▶ [ЧТО ТРЕБУЕТСЯ]:
Перепишите фрагмент ниже от строки с «fence. We're using it for model evaluation.» до строки с «[148,39,162,57]» включительно, подставив «enclosing frame» вместо «bounding box» и больше ничего не меняя. Изображения в ответ не включайте.

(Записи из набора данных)
"""
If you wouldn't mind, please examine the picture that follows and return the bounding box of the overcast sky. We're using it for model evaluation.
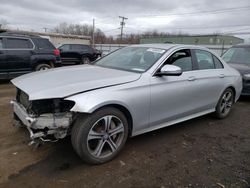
[0,0,250,39]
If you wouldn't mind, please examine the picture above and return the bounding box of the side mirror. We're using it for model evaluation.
[155,65,182,76]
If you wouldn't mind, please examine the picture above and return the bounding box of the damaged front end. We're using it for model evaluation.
[11,89,75,144]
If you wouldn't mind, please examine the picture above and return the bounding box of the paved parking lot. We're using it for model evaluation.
[0,82,250,188]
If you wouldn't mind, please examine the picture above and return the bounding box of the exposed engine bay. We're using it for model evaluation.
[11,89,75,144]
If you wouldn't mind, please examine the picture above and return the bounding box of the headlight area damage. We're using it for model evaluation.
[11,89,75,144]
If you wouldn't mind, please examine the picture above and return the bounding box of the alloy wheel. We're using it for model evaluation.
[87,115,124,158]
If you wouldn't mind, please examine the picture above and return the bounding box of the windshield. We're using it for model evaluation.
[95,47,166,72]
[222,47,250,64]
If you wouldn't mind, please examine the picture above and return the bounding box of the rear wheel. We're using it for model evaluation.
[35,63,51,71]
[71,108,128,164]
[215,88,234,119]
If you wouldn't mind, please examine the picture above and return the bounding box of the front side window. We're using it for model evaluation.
[6,38,33,49]
[95,47,166,73]
[167,50,193,72]
[222,47,250,64]
[0,38,3,49]
[194,50,215,70]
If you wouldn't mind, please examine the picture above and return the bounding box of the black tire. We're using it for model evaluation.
[35,63,51,71]
[80,57,90,64]
[71,107,128,164]
[214,88,235,119]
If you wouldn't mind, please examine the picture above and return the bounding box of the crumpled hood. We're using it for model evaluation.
[11,65,140,100]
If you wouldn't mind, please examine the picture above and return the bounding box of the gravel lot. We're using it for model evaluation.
[0,82,250,188]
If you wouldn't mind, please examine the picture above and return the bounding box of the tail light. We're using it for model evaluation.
[54,49,60,56]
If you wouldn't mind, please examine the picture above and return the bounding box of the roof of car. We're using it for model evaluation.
[0,32,41,38]
[132,43,207,50]
[233,43,250,48]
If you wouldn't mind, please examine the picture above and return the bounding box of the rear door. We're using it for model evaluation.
[5,37,34,76]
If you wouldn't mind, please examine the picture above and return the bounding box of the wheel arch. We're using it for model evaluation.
[227,86,236,102]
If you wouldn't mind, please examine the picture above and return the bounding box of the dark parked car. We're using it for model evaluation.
[222,44,250,96]
[58,44,102,64]
[0,33,61,79]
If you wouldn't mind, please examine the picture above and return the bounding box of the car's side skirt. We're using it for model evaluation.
[132,108,215,136]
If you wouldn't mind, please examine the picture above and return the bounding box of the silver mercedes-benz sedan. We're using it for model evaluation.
[11,44,242,164]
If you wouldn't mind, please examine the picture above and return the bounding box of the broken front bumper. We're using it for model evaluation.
[11,101,72,141]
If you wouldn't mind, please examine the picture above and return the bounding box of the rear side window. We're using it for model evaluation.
[33,39,55,50]
[71,44,82,50]
[194,50,215,70]
[213,55,224,69]
[6,38,33,49]
[222,47,250,64]
[0,38,3,49]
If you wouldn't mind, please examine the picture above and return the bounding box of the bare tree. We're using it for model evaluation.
[0,19,8,29]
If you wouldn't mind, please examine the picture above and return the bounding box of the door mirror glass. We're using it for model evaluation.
[156,65,182,76]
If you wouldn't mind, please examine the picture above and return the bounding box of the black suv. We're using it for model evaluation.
[0,33,61,79]
[58,44,102,65]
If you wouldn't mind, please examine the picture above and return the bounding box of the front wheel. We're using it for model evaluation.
[215,88,234,119]
[71,108,128,164]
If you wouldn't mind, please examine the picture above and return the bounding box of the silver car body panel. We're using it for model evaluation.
[11,65,140,100]
[12,44,242,136]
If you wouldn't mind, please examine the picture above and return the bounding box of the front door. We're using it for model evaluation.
[5,37,34,77]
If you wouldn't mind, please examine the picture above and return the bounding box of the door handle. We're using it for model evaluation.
[219,74,225,78]
[188,76,196,81]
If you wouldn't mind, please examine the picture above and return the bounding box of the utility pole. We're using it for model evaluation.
[119,16,128,42]
[92,19,95,47]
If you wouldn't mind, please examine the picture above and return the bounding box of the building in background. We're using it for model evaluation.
[140,35,244,46]
[0,30,91,47]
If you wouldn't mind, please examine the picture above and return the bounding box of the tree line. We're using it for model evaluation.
[52,22,187,44]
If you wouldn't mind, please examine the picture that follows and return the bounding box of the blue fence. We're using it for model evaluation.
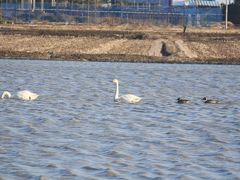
[0,3,223,26]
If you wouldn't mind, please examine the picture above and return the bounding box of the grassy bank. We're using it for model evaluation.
[0,24,240,64]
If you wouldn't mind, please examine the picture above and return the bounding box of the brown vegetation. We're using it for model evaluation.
[0,24,240,64]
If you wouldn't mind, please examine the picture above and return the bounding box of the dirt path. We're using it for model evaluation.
[148,39,162,57]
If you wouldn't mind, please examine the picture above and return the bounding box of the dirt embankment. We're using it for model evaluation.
[0,24,240,64]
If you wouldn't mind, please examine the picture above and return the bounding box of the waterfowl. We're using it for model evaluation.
[113,79,142,103]
[177,98,190,104]
[202,97,220,104]
[1,91,12,99]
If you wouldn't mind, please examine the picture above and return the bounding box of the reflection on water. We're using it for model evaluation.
[0,60,240,179]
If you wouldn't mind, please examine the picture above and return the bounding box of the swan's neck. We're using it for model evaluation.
[114,82,119,100]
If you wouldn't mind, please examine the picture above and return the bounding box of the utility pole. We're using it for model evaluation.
[225,0,228,30]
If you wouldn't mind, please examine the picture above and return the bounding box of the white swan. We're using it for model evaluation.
[17,90,39,101]
[1,91,12,99]
[113,79,142,103]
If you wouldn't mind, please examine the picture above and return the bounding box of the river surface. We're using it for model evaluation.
[0,60,240,180]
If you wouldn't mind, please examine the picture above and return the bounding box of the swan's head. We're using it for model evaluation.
[113,79,118,84]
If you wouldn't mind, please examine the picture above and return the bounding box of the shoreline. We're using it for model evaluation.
[0,57,240,65]
[0,24,240,65]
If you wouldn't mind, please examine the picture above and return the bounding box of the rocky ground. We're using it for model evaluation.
[0,23,240,64]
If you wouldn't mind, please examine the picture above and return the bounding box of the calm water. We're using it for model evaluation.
[0,60,240,179]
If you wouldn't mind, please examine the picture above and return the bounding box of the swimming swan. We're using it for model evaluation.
[113,79,142,103]
[17,90,39,101]
[1,91,12,99]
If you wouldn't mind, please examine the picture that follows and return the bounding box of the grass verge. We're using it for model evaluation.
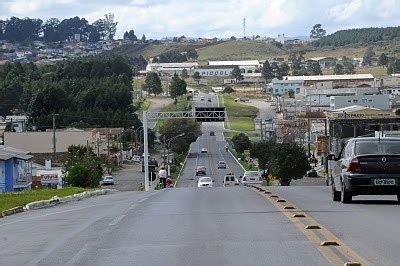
[225,117,255,131]
[0,187,90,211]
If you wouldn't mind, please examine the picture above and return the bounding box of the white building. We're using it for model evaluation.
[303,88,379,109]
[146,62,199,76]
[330,93,390,110]
[194,65,233,77]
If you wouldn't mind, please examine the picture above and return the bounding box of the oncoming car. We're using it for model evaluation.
[328,137,400,203]
[241,171,262,185]
[197,177,214,187]
[222,173,239,187]
[196,165,207,175]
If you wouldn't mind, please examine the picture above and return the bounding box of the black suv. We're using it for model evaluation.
[328,137,400,203]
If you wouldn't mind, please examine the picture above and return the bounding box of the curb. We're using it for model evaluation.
[0,189,117,218]
[174,151,190,188]
[228,149,246,172]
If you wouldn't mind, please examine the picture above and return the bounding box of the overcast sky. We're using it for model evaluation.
[0,0,400,38]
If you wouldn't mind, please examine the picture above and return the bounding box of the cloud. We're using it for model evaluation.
[0,0,400,38]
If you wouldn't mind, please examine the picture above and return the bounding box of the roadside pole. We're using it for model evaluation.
[143,111,149,191]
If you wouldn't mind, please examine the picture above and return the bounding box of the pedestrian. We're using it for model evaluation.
[158,167,167,188]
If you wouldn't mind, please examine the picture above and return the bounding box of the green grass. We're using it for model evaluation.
[197,40,285,62]
[219,94,258,118]
[225,117,255,131]
[134,98,151,113]
[0,187,88,211]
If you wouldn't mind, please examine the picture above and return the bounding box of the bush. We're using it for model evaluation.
[65,145,103,188]
[232,133,251,153]
[222,86,235,94]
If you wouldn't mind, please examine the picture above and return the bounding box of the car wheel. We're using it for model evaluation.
[341,181,353,204]
[331,180,342,201]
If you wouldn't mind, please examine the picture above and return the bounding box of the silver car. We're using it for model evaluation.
[241,171,262,185]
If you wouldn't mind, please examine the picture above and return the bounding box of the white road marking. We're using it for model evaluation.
[108,214,126,226]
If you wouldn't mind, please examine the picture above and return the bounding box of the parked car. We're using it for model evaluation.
[132,155,141,163]
[217,161,226,169]
[222,173,239,187]
[100,175,114,186]
[306,169,318,177]
[197,177,214,187]
[328,137,400,203]
[196,165,207,175]
[240,171,262,185]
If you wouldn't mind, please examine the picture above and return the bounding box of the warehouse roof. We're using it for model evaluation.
[0,146,33,161]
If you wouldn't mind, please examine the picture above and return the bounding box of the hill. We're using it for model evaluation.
[197,40,287,62]
[313,27,400,47]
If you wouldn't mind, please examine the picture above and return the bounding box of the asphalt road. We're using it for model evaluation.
[177,93,243,187]
[0,92,400,265]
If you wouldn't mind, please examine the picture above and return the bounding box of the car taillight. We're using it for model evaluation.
[347,158,361,172]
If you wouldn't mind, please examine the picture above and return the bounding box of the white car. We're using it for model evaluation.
[222,174,239,187]
[100,175,114,186]
[132,155,141,163]
[241,171,263,185]
[197,177,214,187]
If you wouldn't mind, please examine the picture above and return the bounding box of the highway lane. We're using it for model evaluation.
[0,187,328,265]
[268,186,400,265]
[177,93,243,187]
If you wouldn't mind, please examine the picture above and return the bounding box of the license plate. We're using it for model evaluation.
[374,179,396,186]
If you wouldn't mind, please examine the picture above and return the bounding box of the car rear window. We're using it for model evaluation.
[355,139,400,155]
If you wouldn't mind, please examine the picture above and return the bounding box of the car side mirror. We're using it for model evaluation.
[326,153,337,161]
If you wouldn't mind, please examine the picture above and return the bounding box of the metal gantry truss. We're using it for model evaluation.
[147,108,226,122]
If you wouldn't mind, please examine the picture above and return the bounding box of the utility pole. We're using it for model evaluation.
[143,111,149,191]
[53,114,56,154]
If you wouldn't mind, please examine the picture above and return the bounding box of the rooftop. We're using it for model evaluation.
[283,74,374,81]
[208,60,260,66]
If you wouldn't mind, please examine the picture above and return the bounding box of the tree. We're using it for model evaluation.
[378,53,389,67]
[193,71,201,85]
[222,86,235,94]
[104,13,118,40]
[232,133,251,153]
[310,24,326,39]
[307,62,322,75]
[143,72,163,95]
[186,50,199,60]
[250,141,275,169]
[181,68,189,79]
[333,64,344,75]
[159,119,201,154]
[363,47,375,66]
[387,59,400,75]
[169,74,187,103]
[269,142,310,186]
[232,66,243,82]
[64,145,103,188]
[261,60,274,82]
[288,89,294,99]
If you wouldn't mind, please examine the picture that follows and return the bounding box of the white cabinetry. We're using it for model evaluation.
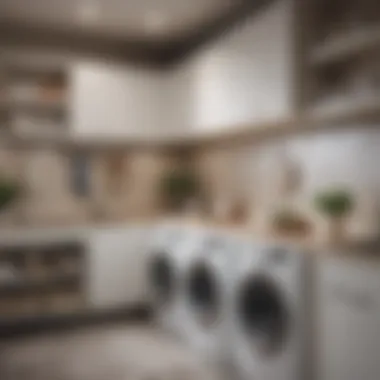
"""
▶ [ОТВЕТ К ЗАДАНИЮ]:
If you wouldn't mind, please examine the picture that follows and return the enclosing frame of the blue fence. We're using it for model evaluation.
[0,3,223,26]
If you wouldn't mind, please examine the picture above and return the enclosing frame of the grassy bank. We're using it for model evaluation.
[0,24,240,64]
If you wouldn't mind, please examine the picture above and return the enclosing frame of the brown vegetation. We're using it for model evaluation.
[0,24,240,64]
If you wouldn't mind, please examine the picture above and return the enclosing frame of the dirt path. We're using it for model evaluation.
[148,39,162,57]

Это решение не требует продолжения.